Life expectancy in China has lengthened dramatically, rising an average of 8.5 years since 1990. Shanghai had the highest life expectancy in China in 2013, 80.2 years for men and 85.2 for women. This is an increase of six years from 1990. We give thanks to God for the enormous improvement in the health of people in China and pray for those caring for the elderly in every church there. May the Lord raise up more people who will look after and visit the older believers.
In addition to the leap in life expectancy, there has been a significant drop in child mortality in China. Between 1996 and 2013, the mortality rate for Chinese children under five decreased by 70%. Many churches still have little or no meaningful ministries for children. With the abolishment of the one-child policy, we pray that churches will be ready to begin by training workers to begin and expand their children's and youth ministries.
There has been a sizeable shift in the pattern in the cause of death in China--away from infectious diseases to non-communicable ones with the notable exception of HIV. Churches also have many people with chronic illness. We ask God to help the people in the churches not only to pray for the healing of the sick in their churches but to also extend helping hands to them--especially to those non-Christian families.
More years of life were lost to stroke, heart disease, and cancers in 2013 than 1990. Road injuries have also become a top ten cause of death in every single province in mainland China. We pray for traveling mercy and safety for believers in their travel to work and back home. We specifically lift up pastors who shepherd flocks and preach at different meeting places. May the Lord protect their going in and out.
- - - - - - -
* INSTRUCTIONS *
a) In the passage on health trends in China, by what percentage did the mortality rate for Chinese children under five fall between 1996 and 2013?
b) Summarize the passage on health trends in China in two sentences.
c) Continue the passage on health trends in China from where it stops.
The listing after this passage is unrelated material and stands apart from the passage on health trends in China.
- - - - - - -
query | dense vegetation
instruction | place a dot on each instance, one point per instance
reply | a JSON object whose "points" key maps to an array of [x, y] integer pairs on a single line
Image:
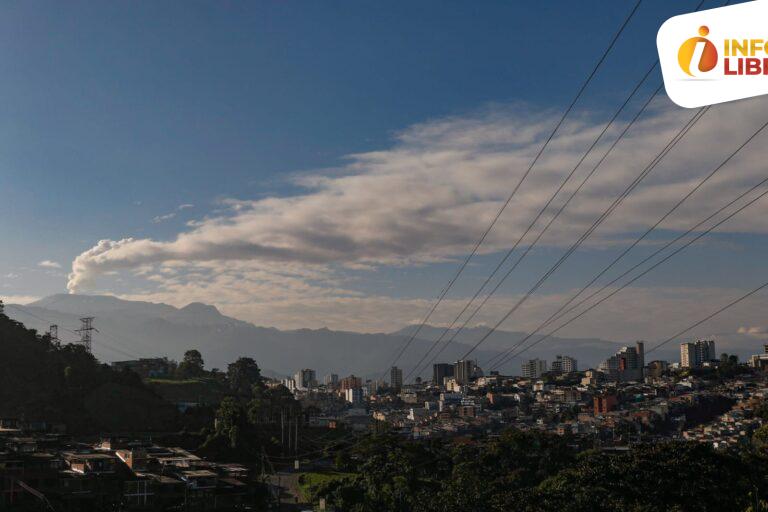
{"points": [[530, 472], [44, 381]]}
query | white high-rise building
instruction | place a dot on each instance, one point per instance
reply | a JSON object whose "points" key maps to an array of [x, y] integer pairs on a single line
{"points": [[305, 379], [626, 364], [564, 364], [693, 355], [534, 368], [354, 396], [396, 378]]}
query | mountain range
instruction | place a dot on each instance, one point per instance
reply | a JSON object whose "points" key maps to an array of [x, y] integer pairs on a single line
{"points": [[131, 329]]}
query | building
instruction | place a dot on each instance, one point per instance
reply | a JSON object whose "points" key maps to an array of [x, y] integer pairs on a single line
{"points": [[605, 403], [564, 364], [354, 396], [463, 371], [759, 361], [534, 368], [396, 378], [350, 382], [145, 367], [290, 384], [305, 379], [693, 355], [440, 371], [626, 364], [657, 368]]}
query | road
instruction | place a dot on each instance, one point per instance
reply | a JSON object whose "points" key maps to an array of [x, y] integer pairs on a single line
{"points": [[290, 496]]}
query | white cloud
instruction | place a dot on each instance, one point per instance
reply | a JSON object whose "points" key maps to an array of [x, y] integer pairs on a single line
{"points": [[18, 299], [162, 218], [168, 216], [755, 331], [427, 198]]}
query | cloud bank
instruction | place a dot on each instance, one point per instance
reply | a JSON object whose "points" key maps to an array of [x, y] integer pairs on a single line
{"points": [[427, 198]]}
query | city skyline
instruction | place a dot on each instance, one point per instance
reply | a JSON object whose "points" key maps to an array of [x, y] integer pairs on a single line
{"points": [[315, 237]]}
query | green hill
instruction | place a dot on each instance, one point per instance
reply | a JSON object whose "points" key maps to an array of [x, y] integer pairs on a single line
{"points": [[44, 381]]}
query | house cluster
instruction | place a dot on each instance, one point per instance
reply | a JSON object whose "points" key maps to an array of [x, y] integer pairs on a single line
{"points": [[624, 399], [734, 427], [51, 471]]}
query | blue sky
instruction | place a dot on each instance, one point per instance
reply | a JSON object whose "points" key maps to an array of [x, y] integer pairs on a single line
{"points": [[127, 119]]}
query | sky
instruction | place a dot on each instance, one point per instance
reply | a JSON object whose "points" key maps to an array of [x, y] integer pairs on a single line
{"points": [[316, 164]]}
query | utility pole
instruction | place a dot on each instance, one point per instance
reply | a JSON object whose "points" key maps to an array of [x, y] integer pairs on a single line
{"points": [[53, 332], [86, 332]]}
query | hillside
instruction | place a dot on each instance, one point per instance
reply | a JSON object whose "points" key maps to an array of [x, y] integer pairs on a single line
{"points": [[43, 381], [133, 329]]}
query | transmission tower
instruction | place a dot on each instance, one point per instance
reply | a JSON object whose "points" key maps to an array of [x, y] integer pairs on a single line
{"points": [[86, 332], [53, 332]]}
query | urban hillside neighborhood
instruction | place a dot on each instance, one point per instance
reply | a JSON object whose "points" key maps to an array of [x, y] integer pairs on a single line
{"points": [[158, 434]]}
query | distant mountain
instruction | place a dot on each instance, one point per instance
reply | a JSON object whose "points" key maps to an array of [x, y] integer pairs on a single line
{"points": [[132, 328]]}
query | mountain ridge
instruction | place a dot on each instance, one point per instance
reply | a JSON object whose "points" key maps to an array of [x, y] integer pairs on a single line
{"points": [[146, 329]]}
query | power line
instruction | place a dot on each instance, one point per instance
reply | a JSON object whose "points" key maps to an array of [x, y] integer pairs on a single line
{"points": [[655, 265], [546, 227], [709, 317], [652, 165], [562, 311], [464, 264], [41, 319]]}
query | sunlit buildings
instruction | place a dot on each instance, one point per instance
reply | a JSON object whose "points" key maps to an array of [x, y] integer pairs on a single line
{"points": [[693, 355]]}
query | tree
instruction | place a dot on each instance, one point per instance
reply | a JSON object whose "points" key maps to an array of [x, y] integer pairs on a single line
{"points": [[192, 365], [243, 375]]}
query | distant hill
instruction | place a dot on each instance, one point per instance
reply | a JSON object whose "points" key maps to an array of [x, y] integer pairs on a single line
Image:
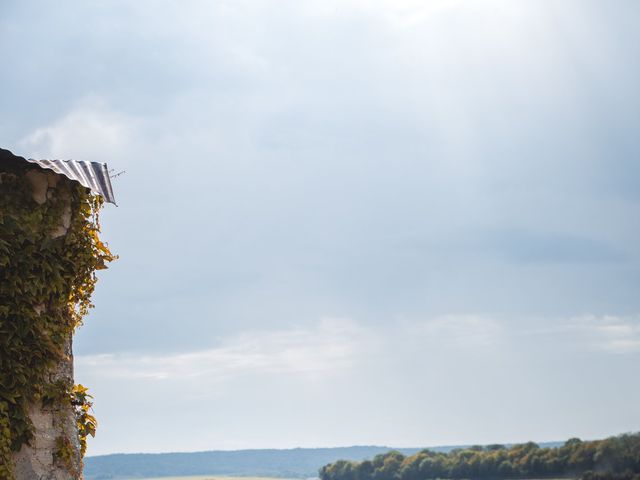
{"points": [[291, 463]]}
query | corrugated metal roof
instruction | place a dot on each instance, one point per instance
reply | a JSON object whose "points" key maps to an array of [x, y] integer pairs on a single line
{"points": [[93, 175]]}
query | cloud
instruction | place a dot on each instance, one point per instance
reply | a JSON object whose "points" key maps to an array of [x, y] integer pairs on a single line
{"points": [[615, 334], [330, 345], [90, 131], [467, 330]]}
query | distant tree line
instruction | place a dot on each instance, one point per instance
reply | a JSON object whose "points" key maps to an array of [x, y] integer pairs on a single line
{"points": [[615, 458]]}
- - - - - - -
* ANSWERS GIVEN *
a) It fell by 70%.

b) Life expectancy in China has risen an average of 8.5 years since 1990, and child mortality under age five fell by 70% between 1996 and 2013. With deaths shifting from infectious to non-communicable diseases and road injuries now a top ten cause of death in every province, the passage prays for churches to care for the elderly, expand children's ministries, help the chronically ill, and be kept safe in travel.

c)
Chinese in the less-developed regions of China like Xinjiang, Qinghai, and Guangxi have double the burden of infectious diseases, road injury, stomach cancer, and cerebrovascular disease (the main cause of stroke) than those elsewhere. We pray for churches and believers in these regions. We know they are small and weak, both physically and often spiritually as well. May the Lord grant them revival and strengthen them.
Chinese people make up the largest number of tourists in the world which is expected to double to 200 million by 2020. Many countries are dropping their visa requirement to attract Chinese tourists. We pray churches will grasp the opportunity to share the gospel with Chinese tourists visiting their cities and invite them to come to their services.
Last year forty million tourists from China inundated Hong Kong but unfortunately they did not find a welcome there because the locals were angered by their outlandish spending in stores that sold luxury goods, malls, and even in the restaurants. We pray that local believers in every country will welcome Chinese tourists, in a way that facilitates the sharing of the Gospel, without discrimination.